REQUIRED WORK: Rewrite the items below as a numbered list with one line per entry, skipping any blank lines. Leave the pictures out.

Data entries

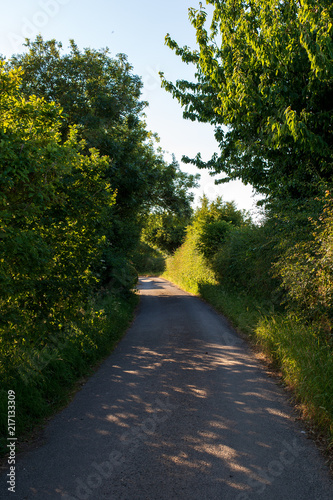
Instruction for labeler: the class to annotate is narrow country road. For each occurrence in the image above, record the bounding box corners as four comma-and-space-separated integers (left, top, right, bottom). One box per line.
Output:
0, 278, 333, 500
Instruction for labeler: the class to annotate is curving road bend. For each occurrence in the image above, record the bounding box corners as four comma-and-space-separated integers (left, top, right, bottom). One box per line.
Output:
0, 278, 333, 500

RIGHT ANSWER:
1. Instruction for labeler: the class to annotate is narrow country road. For each occurrence in the image above, record the bounding box corners as four comma-and-space-separated integers (left, top, right, bottom). One box per line.
2. Output:
3. 0, 278, 333, 500
4. Instruction for labeler: the class to annotate is curving road bend. For each occurrence in the image above, record the bounding box corners as four comma-and-space-separated integers (left, top, right, bottom). One box per line.
5. Output:
6. 0, 278, 333, 500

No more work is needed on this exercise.